_WORK ORDER_. Carry on the SVU podcast episode listing from where it stops.

_PROVIDED PASSAGE_.
● ● ●

Episode 19: Nothing Screams Cancun Spring Break Like Moose Antlers (S9E18 Trade)
Thomas Jefferson once declared coffee “the favorite drink of the civilized world,” but the wild world of coffee trading on display in Season 9, Episode 18, “Trade” would seem to imply that it’s also the favorite drink of loaded scumbag fathers who look eerily like the pater familias in the Christian-propaganda family dramedy 7th Heaven. In the O’Halloraniest SVU in Munchstory, Adam and Josh hit the mother lode. When a father knocking up his son's fianceé is far from the most shocking aspect of the episode, you know you've struck gold. This glorious, wildly inappropriate pun fest delivers the goods and then some. Along the way, we examine the dodgy tax haven that is Liechtenstein, marvel at the suspension of the laws of physics, wish we were on the second unit shooting this installment, and get incensed about the show's misunderstanding as to how the coffee trade actually works. Strap yourselves in, and get ready for a jolt because Reverend Camden was let loose, and the ensuing havoc knows no bounds.
Episode 18: Tramp Stamp Stop and Frisk (S8E7 Underbelly)

● ● ●

_RECORDED INFORMATION_.

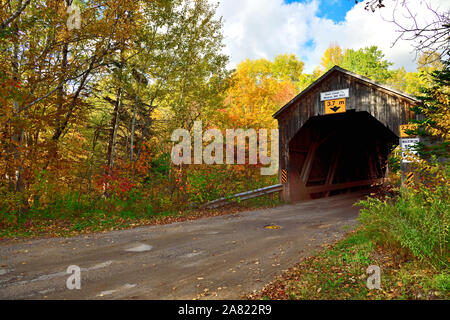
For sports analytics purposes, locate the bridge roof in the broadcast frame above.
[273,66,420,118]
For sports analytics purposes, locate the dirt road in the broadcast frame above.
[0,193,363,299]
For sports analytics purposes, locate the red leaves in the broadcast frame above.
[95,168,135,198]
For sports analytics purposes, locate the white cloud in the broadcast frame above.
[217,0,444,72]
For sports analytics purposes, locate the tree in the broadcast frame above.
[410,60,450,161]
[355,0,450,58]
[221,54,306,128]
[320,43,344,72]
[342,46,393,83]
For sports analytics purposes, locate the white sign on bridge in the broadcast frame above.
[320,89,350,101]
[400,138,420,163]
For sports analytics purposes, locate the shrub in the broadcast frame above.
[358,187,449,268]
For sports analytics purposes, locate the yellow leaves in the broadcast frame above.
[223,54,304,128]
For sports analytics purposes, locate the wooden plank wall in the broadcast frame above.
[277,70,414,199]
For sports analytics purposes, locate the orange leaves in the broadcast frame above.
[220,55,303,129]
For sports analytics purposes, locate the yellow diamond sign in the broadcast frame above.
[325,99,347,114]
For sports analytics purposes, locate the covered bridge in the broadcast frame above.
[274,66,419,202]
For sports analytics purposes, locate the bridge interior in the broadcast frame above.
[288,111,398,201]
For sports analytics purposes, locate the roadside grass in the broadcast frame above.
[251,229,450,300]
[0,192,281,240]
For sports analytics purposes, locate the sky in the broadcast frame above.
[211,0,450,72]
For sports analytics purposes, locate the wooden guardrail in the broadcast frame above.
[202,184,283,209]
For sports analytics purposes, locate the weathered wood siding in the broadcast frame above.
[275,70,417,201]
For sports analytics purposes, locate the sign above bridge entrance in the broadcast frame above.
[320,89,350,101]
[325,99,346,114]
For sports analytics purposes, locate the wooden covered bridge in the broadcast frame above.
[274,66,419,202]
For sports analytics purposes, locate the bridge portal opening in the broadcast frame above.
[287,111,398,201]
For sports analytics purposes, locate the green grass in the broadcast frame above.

● ● ●

_EXPECTED OUTPUT_.
It is a wonder that "Underbelly" Season 8, Episode 7 passed NBC's Standards and Practices Department for any number of reasons. It sexually objectifies real-life 14-year-olds, it is extremely racist, it makes offhand references to piss play, and it takes us on a mind-bending Pynchonian journey to an interzone where The Wire both exists and does not exist depending on the exact placement of John Munch on the Eastern Seaboard. Join Josh and Adam as they unravel a bizarre case involving Stabler, Munch, Sister Peg, Beck (wait who?), and the cast of Season 4 of The Wire and learn about vintage Ferrari pricing, chemical spills in Nunavut, and the mating behaviors of 40-something divorced Dads.
Episode 16: The Birmingham Callback Is Too Mundane (S6E15 Hooked)
Between raging infernos, rank corruption, riotous anger, and rampant stupidity, the world is a challenging place, but co-hosts Josh and Adam have "been to the mountaintop" and aren't concerned about any of that right now. Folks, we just watched a pantheon tier Law & Order: SVU, "Hooked" Episode 15 from Season 6. Hayden Panettiere and her dead friend Lisa cut a swath of sexual devastation leading from a Queens clothing boutique straight into hearts and minds of Munch Heads everywhere. From horned-up stargazers and rage-crying dads to sex bracelets and "a little girl-on-girl action," this episode has something for everyone.
Episode 14: Death, or Christian Entertainment (S8E21 Pretend)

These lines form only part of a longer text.